__What to work on__. Reproduce every one of the entries below word for word, omitting the images from your answer.

++++++++

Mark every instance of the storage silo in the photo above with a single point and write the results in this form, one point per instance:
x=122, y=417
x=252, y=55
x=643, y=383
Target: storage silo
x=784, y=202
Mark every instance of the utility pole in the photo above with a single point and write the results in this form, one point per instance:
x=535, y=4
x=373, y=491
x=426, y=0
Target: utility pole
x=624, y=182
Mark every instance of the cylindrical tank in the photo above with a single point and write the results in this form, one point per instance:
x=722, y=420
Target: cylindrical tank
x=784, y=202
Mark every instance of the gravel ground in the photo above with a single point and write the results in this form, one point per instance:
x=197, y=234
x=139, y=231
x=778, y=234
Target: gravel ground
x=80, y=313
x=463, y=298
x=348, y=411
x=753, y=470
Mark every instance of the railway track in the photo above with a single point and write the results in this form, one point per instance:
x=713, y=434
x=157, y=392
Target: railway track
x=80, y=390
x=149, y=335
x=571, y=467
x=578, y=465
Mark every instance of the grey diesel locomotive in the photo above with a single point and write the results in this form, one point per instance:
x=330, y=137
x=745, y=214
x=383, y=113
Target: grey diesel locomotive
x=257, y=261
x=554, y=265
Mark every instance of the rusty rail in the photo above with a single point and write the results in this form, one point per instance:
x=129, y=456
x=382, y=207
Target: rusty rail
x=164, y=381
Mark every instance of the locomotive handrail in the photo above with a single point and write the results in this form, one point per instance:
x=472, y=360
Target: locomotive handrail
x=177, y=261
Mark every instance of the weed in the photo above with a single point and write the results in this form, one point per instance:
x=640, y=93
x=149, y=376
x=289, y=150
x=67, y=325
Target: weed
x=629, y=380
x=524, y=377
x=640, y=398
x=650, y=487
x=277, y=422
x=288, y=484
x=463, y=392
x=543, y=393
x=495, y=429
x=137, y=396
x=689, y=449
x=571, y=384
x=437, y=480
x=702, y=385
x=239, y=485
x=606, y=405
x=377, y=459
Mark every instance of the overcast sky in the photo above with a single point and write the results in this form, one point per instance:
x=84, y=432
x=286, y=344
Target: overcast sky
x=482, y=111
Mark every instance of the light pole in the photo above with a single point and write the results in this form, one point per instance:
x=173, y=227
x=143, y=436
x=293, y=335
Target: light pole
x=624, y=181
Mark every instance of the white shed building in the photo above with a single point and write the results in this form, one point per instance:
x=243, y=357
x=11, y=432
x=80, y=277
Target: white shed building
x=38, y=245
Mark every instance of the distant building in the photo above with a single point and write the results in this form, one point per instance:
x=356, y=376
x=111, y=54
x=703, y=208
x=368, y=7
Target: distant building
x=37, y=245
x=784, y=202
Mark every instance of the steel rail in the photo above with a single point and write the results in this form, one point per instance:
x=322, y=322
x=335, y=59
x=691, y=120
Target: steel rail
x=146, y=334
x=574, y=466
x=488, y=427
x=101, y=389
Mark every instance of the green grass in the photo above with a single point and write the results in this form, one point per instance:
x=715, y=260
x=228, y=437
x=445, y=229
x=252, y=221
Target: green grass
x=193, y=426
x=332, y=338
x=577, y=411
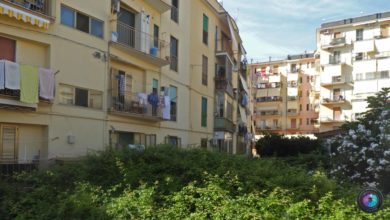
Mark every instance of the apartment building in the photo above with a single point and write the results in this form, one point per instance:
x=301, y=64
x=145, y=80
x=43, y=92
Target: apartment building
x=287, y=95
x=114, y=73
x=355, y=63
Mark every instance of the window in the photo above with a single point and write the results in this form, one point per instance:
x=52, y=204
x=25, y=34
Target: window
x=8, y=142
x=155, y=85
x=359, y=76
x=175, y=11
x=70, y=95
x=204, y=112
x=8, y=48
x=370, y=75
x=359, y=34
x=174, y=53
x=205, y=29
x=173, y=141
x=82, y=22
x=204, y=70
x=359, y=56
x=384, y=74
x=203, y=143
x=67, y=16
x=156, y=31
x=173, y=97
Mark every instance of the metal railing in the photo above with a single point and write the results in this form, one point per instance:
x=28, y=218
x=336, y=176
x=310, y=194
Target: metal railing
x=270, y=99
x=38, y=6
x=224, y=46
x=174, y=14
x=140, y=41
x=131, y=103
x=223, y=123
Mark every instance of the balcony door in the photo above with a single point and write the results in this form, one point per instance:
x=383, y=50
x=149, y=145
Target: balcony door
x=8, y=143
x=337, y=113
x=126, y=27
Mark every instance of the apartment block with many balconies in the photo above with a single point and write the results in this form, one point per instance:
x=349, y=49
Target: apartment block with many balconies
x=287, y=95
x=355, y=63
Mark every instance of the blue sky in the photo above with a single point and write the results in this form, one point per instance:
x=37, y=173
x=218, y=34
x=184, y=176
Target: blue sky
x=280, y=27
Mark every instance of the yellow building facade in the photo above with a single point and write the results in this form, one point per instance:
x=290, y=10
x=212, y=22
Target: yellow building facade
x=130, y=72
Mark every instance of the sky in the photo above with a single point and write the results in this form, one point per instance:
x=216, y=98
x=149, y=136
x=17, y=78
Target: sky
x=277, y=28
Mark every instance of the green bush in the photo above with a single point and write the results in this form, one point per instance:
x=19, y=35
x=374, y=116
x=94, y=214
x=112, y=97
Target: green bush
x=169, y=183
x=282, y=146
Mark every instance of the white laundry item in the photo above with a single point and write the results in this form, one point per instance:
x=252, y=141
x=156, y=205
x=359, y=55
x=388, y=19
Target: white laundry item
x=12, y=75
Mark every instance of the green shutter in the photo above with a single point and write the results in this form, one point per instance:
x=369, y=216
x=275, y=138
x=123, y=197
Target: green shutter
x=204, y=112
x=205, y=23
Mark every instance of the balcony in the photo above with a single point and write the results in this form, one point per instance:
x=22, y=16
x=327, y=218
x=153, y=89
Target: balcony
x=337, y=81
x=334, y=43
x=330, y=120
x=159, y=5
x=224, y=47
x=292, y=112
x=141, y=45
x=36, y=7
x=223, y=124
x=269, y=99
x=224, y=85
x=270, y=113
x=335, y=100
x=131, y=105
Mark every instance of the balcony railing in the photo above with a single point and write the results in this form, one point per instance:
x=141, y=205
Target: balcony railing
x=292, y=112
x=221, y=123
x=132, y=105
x=270, y=113
x=334, y=42
x=270, y=99
x=224, y=46
x=37, y=6
x=174, y=14
x=140, y=41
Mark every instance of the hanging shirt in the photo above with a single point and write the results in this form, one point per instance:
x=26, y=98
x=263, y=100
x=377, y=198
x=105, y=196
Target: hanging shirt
x=29, y=80
x=167, y=108
x=2, y=77
x=46, y=83
x=12, y=75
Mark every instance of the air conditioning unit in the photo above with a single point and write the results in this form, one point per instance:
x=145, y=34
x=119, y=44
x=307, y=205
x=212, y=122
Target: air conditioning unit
x=115, y=6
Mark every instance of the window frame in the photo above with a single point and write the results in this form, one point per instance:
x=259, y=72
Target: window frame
x=205, y=30
x=90, y=19
x=205, y=70
x=204, y=112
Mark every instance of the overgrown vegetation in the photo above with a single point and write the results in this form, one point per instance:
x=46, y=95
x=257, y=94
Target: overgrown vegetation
x=169, y=183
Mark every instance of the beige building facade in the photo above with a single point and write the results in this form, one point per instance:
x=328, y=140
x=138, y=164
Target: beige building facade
x=287, y=95
x=127, y=72
x=354, y=56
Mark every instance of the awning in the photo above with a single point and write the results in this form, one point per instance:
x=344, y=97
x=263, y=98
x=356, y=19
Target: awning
x=23, y=16
x=243, y=114
x=244, y=85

++++++++

__Answer to the problem__.
Mark every instance of the storage silo in the photo above with a single point and write the results in this form, one point per instance:
x=122, y=417
x=252, y=55
x=643, y=383
Target: storage silo
x=784, y=202
Mark every instance of the utility pole in the photo above with a single point and write the results in this form, one point per instance:
x=535, y=4
x=373, y=491
x=426, y=0
Target: utility pole
x=624, y=182
Mark every instance of the cylindrical tank in the photo above with a single point and write the results in this form, one point per instance:
x=722, y=420
Target: cylindrical tank
x=784, y=202
Mark every instance of the gravel ground in the photo above with a single point and write the results in this form, one point per instance:
x=197, y=234
x=139, y=231
x=778, y=234
Target: gravel ground
x=80, y=313
x=463, y=298
x=348, y=411
x=753, y=470
Mark every instance of the railway track in the photo above with a single point and write the results in this form, one point per instance:
x=713, y=434
x=157, y=392
Target: railway track
x=80, y=390
x=149, y=335
x=571, y=467
x=578, y=465
Mark every instance of the grey diesel locomotive in the photo above with a single point and write the results in this form, one point per instance:
x=330, y=137
x=745, y=214
x=383, y=113
Target: grey diesel locomotive
x=257, y=261
x=554, y=265
Mark every instance of the rusty rail in the photo above with a single point and write the results in this form, one point per instance:
x=129, y=456
x=382, y=207
Target: rusty rail
x=164, y=381
Mark every instance of the locomotive handrail in the photo above with a single point and write the results in this form, one point per instance:
x=472, y=360
Target: locomotive handrail
x=177, y=261
Mark every instance of the weed in the photo above with a single point and write the results in this form, one point per instance:
x=640, y=93
x=149, y=376
x=289, y=150
x=67, y=325
Target: weed
x=629, y=380
x=524, y=377
x=640, y=398
x=650, y=487
x=277, y=422
x=288, y=484
x=463, y=392
x=543, y=393
x=495, y=429
x=137, y=396
x=689, y=449
x=571, y=384
x=437, y=480
x=702, y=385
x=239, y=485
x=606, y=405
x=377, y=459
Mark every instance of the overcast sky in the photo above with a single point and write the results in this form, one point per instance:
x=84, y=432
x=286, y=344
Target: overcast sky
x=482, y=111
Mark every instance of the light pole in the photo above with a single point and write the results in this form, one point per instance:
x=173, y=227
x=143, y=436
x=293, y=335
Target: light pole
x=624, y=181
Mark every instance of the white shed building in the photo above with a single point and write the results in this form, one point per instance:
x=243, y=357
x=11, y=432
x=80, y=277
Target: white shed building
x=38, y=245
Mark every instance of the distant building in the photo above with a single point and write the results in this form, one point per instance:
x=356, y=376
x=111, y=54
x=703, y=208
x=368, y=7
Target: distant building
x=37, y=245
x=784, y=202
Mark every instance of the steel rail in the photo above with a single point and write the results in this form, one point per instance:
x=322, y=322
x=335, y=59
x=691, y=120
Target: steel rail
x=146, y=334
x=574, y=466
x=488, y=427
x=101, y=389
Mark every instance of the green grass in the photo above with a single point and write the results in this form, one point per instance:
x=715, y=260
x=228, y=437
x=445, y=229
x=252, y=221
Target: green grass
x=193, y=426
x=332, y=338
x=577, y=411
Mark every instance of the apartment building in the photo above with a single point and write the results in this form, one point per instance:
x=301, y=64
x=145, y=80
x=43, y=92
Target: apartment building
x=287, y=95
x=114, y=73
x=355, y=63
Mark every instance of the window in the photo above with a single point and write the results in this form, one point per instance:
x=52, y=204
x=25, y=34
Target: window
x=8, y=142
x=155, y=85
x=359, y=76
x=175, y=11
x=70, y=95
x=204, y=112
x=8, y=48
x=370, y=75
x=359, y=34
x=174, y=53
x=205, y=29
x=173, y=141
x=82, y=22
x=204, y=70
x=359, y=56
x=384, y=74
x=203, y=143
x=67, y=16
x=156, y=31
x=173, y=97
Mark every instance of the metal railing in the photo above with a single point and write the results in this form, one point per instance:
x=28, y=218
x=336, y=176
x=310, y=194
Target: metal railing
x=270, y=99
x=38, y=6
x=224, y=46
x=174, y=14
x=140, y=41
x=131, y=103
x=223, y=123
Mark every instance of the balcony door in the photo above with a single point and write the results in this form, one point per instance:
x=383, y=50
x=149, y=145
Target: balcony door
x=8, y=143
x=337, y=113
x=126, y=27
Mark every instance of the apartment block with many balconies in the photo above with a single point and write the results in this form, one point per instance:
x=349, y=49
Target: apartment block with many balconies
x=287, y=95
x=355, y=63
Mark every instance of the blue sky in the photo above with a single point and write the results in this form, one point per instance:
x=37, y=173
x=218, y=34
x=184, y=176
Target: blue sky
x=280, y=27
Mark every instance of the yellow building facade in the photo above with a single point and write the results in this form, one point per instance:
x=290, y=10
x=212, y=22
Target: yellow building facade
x=130, y=72
Mark every instance of the sky in the photo above with a single point and write the results in this form, one point per instance:
x=216, y=98
x=149, y=136
x=17, y=78
Target: sky
x=277, y=28
Mark every instance of the green bush in the photo above with a single point and write the results in this form, one point per instance:
x=19, y=35
x=374, y=116
x=94, y=214
x=112, y=97
Target: green bush
x=169, y=183
x=282, y=146
Mark every instance of the white laundry item in the photo above with a single point and write the results in this form, one point per instance:
x=252, y=141
x=156, y=205
x=359, y=55
x=388, y=19
Target: white laundry item
x=12, y=75
Mark every instance of the green shutter in the photo above with a single point and write the results in this form, one point per instance:
x=369, y=216
x=275, y=138
x=123, y=197
Target: green shutter
x=204, y=112
x=205, y=23
Mark every instance of the balcony in the photo above with a single point and write the results in this form, one point per instance:
x=22, y=16
x=327, y=218
x=153, y=89
Target: balcony
x=337, y=81
x=334, y=43
x=330, y=120
x=159, y=5
x=224, y=47
x=292, y=112
x=141, y=45
x=36, y=7
x=223, y=124
x=269, y=99
x=224, y=85
x=270, y=113
x=335, y=100
x=131, y=105
Mark every instance of the balcony railing in the photo above with a single point and write the results in this form, one point per instance:
x=141, y=205
Target: balcony railing
x=292, y=112
x=221, y=123
x=132, y=105
x=270, y=113
x=334, y=42
x=270, y=99
x=224, y=46
x=37, y=6
x=174, y=14
x=140, y=41
Mark every instance of the hanging shirt in the photo above with a single point and write the results in this form, one point per instance:
x=26, y=98
x=263, y=100
x=377, y=198
x=105, y=196
Target: hanging shirt
x=29, y=80
x=167, y=108
x=2, y=77
x=46, y=83
x=12, y=75
Mark every instance of the air conditioning unit in the photo above with a single point and write the results in this form, one point per instance:
x=145, y=34
x=119, y=44
x=307, y=205
x=212, y=122
Target: air conditioning unit
x=115, y=6
Mark every instance of the window frame in the photo above with a single point and write the results in this form, one point per instance:
x=259, y=72
Target: window frame
x=205, y=30
x=90, y=19
x=205, y=70
x=204, y=112
Mark every instance of the overgrown vegetation in the photo above with a single point and write the results in this form, one point per instance:
x=46, y=95
x=257, y=94
Target: overgrown vegetation
x=169, y=183
Mark every instance of the beige building facade in the photo above with a single point and write the results in this form, one point per instance:
x=328, y=140
x=138, y=164
Target: beige building facade
x=287, y=95
x=127, y=72
x=354, y=56
Mark every instance of the awning in the photo above with a single point and write the results in this form, one point per instance:
x=344, y=97
x=263, y=98
x=356, y=19
Target: awning
x=23, y=16
x=243, y=114
x=244, y=85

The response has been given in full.